=== Given text ===
For the public at large, the threat turned out to be nonexistent. For the "dead" crash dummy — too scrawny to be a security guard anyhow — it was all in a day's work. For the 17 responders on the scene, it was all just a test — and grades were being given.

The mock spill was the final exam for the Emergency Response to Hazardous Materials course offered to safety and fire students at HCC.

"The number one purpose of this is for the student credits," said Chulee Grove, professor and safety and health coordinator for HCC, and the course instructor. "And the number two is they all get a certificate that says they've met the OSHA requirements for those who work on hazardous waste sites."

Apart from a few minor glitches — someone forgot the broom, for example — Grove said the team did well.

The students worked effectively as a team, each member being responsible for a specific task.

Stan Espinosa, for instance, was in charge of directing the decontamination of the suited members at the end of the exercise. The process involved moving each member through a series of showers, rinses and scrubs designed to progressively remove more contaminants. Much of the cleansing is done over grating so that contaminants can drain into containers.

=== Recorded data ===
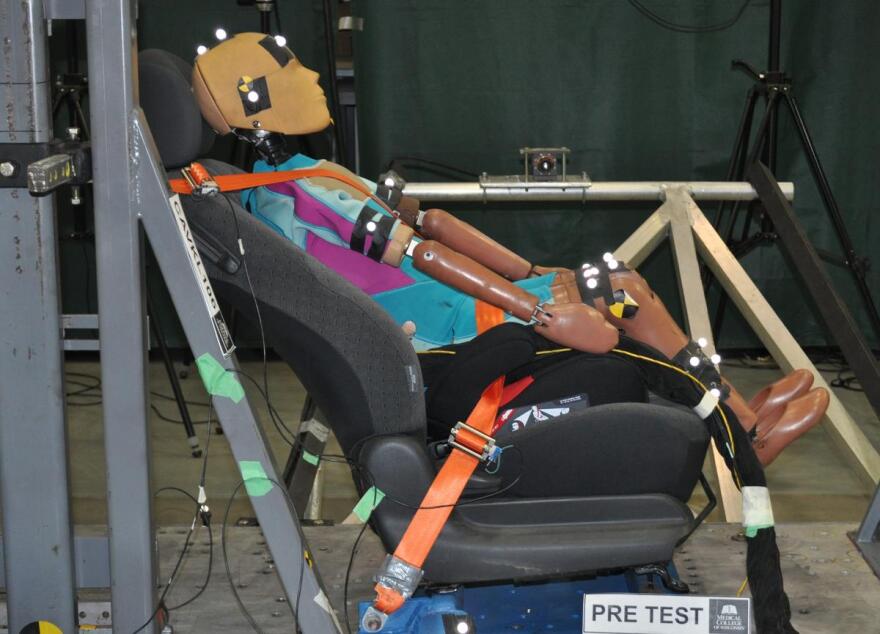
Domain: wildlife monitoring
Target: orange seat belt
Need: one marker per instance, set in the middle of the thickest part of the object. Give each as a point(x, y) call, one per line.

=== Exercise instructions ===
**A.** Can you set down the passage about the mock spill, starting at "The students worked" and ending at "drain into containers.", word for word?
**B.** Can you resume the article about the HCC hazardous materials exercise, picking up right after its last sentence?

=== Task responses ===
**A.**
The students worked effectively as a team, each member being responsible for a specific task.

Stan Espinosa, for instance, was in charge of directing the decontamination of the suited members at the end of the exercise. The process involved moving each member through a series of showers, rinses and scrubs designed to progressively remove more contaminants. Much of the cleansing is done over grating so that contaminants can drain into containers.

**B.**
"The last thing they do is to wash their inner gloves and rinse them, and then they drop their contaminated masks, gloves and microphones into a bucket that's picked up by a company and decontaminated," said Espinosa, a vocational rehabilitation trainee who has already accepted a job as safety director for a commercial sealant company. He starts the first of January.

Marilynn Ito-Won is the counselor for the Occupational And Environmental Safety Management program at HCC.

"This course is an elective part of that program," said Ito-Won, who watched the mock spill from the sidelines.

Her job is to recommend the OESM program to students who have the aptitude, ability and interest to be a safety manager, environmental specialist, or hazardous material technician, among other things.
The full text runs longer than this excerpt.